ЗАДАНИЕ >>
Продолжите отрывок о Лиготти и Лавкрафте сразу после его последнего предложения.
#### ОТРЫВОК ИЗ ДОКУМЕНТА
Для этого рассказчика такие мрачные и призрачные сцены служат истоком чувства неминуемой, кошмарной трансформации, происходящей в мире под воздействием его собственного существа, и, в свою очередь, «это смешение тайны и беспомощности сокрушало его, подобно чёрному хмелю, и указывало на цель жизни Мэннеса: запустить великое колесо, крутящееся во тьме, и быть распятым на нём» (N 83) [Лиготти 2019, 121]. Очевидно, что это чрезвычайно далеко от «смутных впечатлений авантюрного ожидания в сочетании с неуловимыми воспоминаниями» Лавкрафта о том, что «некоторые виды, в особенности те из них, которые ассоциируются с закатами, являются подступами к сферам или состояниям совершенно неопределённых удовольствий и свобод, которые я знал когда–то в прошлом и имею слабую надежду испытать вновь в будущем» (SL 3.243). Этот контраст не случайно привёл к резкому расхождению между художественными репрезентациями томления у этих двух людей. Достаточно лишь сравнить любой из приведённых выше пассажей Лиготти или любой из десятков других с аналогичными описательными фрагментами из рассказов Лавкрафта о снах, чтобы увидеть разницу3.
########
#### ВЫДЕРЖКИ ИЗ ЗАПИСЕЙ
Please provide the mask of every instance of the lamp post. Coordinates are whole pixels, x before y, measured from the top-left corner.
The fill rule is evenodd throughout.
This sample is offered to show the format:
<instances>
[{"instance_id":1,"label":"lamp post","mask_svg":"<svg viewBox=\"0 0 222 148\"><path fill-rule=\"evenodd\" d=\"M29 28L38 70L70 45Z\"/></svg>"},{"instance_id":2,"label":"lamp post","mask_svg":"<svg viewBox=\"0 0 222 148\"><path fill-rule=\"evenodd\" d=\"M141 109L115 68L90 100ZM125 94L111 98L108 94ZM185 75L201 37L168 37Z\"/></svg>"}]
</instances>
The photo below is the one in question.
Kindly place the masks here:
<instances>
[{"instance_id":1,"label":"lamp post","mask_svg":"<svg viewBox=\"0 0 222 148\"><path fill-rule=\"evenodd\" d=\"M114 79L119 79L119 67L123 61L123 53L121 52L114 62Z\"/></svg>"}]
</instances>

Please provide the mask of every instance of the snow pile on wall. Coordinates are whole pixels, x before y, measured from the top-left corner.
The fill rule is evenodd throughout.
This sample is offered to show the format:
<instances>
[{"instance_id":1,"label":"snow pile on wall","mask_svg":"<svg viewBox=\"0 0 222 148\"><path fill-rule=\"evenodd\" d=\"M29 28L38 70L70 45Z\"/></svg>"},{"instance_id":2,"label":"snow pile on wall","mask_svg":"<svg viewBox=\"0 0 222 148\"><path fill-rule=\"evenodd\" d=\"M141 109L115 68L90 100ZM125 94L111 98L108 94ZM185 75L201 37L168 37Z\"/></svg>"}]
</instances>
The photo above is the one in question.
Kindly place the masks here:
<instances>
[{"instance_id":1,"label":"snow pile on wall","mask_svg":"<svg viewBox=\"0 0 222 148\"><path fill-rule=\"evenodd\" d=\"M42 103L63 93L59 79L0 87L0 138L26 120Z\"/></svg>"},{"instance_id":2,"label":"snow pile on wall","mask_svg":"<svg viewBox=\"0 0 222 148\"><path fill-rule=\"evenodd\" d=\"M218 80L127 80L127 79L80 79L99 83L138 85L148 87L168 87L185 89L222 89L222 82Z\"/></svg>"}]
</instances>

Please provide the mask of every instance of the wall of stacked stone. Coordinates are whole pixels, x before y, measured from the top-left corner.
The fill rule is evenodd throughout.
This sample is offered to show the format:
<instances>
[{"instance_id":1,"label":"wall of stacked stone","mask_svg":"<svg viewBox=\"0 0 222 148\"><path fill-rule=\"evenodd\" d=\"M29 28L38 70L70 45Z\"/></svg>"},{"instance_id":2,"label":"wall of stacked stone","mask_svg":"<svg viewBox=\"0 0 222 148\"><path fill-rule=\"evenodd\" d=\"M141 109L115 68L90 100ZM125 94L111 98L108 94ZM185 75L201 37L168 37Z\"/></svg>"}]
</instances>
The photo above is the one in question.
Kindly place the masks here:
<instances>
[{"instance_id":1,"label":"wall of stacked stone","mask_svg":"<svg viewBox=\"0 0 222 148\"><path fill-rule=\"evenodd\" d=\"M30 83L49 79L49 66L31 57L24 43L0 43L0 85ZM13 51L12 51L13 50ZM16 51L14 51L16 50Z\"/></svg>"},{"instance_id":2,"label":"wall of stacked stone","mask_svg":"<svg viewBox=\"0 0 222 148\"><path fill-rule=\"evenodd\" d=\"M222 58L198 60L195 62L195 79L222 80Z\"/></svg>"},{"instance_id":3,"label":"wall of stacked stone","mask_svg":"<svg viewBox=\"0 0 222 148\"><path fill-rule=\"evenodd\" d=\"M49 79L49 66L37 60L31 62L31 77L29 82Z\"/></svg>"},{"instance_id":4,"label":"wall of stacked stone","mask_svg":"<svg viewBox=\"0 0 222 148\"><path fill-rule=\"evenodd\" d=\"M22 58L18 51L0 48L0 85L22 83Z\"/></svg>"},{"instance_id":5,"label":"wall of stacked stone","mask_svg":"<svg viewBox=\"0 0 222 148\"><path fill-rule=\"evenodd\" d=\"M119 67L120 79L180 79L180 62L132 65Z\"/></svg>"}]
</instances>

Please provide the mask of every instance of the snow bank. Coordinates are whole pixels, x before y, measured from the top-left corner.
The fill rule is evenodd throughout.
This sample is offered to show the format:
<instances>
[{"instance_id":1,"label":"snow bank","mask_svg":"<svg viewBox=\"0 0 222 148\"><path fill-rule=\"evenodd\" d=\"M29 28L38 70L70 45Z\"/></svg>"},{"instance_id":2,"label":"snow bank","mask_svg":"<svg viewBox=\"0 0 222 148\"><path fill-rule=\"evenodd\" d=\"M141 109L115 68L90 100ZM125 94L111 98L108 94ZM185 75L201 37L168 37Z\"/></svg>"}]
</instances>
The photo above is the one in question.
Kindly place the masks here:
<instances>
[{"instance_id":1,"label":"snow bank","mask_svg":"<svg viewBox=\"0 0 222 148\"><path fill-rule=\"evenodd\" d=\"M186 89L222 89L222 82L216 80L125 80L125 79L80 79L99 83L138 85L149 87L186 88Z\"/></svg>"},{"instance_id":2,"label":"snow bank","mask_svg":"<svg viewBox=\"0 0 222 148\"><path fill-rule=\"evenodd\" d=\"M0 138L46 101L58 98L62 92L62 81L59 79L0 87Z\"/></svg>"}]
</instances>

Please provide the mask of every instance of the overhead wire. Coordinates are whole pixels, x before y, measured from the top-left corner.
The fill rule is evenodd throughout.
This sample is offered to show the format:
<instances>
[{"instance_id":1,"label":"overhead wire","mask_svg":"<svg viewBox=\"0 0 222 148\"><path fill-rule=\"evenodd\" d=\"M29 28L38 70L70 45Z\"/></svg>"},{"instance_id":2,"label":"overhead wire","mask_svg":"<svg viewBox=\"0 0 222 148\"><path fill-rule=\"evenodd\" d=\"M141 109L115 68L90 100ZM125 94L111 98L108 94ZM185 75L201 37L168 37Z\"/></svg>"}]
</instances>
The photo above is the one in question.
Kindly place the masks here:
########
ОТВЕТ >>
Лиготти невольно дал нам подсказку, как сформулировать это конкретное различие между ним и Лавкрафтом. Он писал: «Как и “мир красоты” Эриха Цанна», таковой у Лавкрафта «лежит в каком–то дальнем космосе воображения», и, как и у другого художника, «это красота, в которой есть ужас» (Ligotti 2003, 84). Для самого Лиготти, однако, порядок первенства обратный: его потусторонний мир – это ужас, в котором есть красота. Это прежде всего мир ужаса, а его несомненная, неустойчивая красота – лишь случайность или эпифеномен – а, возможно, и своего рода смертельная приманка. Понимая это, мы не станем удивляться тому, что в его творчестве нет ничего даже отдалённо напоминающего рассказы Лавкрафта в духе Дансени. Он никогда не писал или, по крайней мере, никогда не публиковал ничего похожего на «Искания Иранона» [The Quest of Iranon] или «Селефаис» [Celephais] Лавкрафта, в первом из которых ужас полностью отсутствует, а во втором он лишь слегка проступает, и в обоих основными темами являются не готическая тьма, а неземная красота и сладостно–горькая пронзительность.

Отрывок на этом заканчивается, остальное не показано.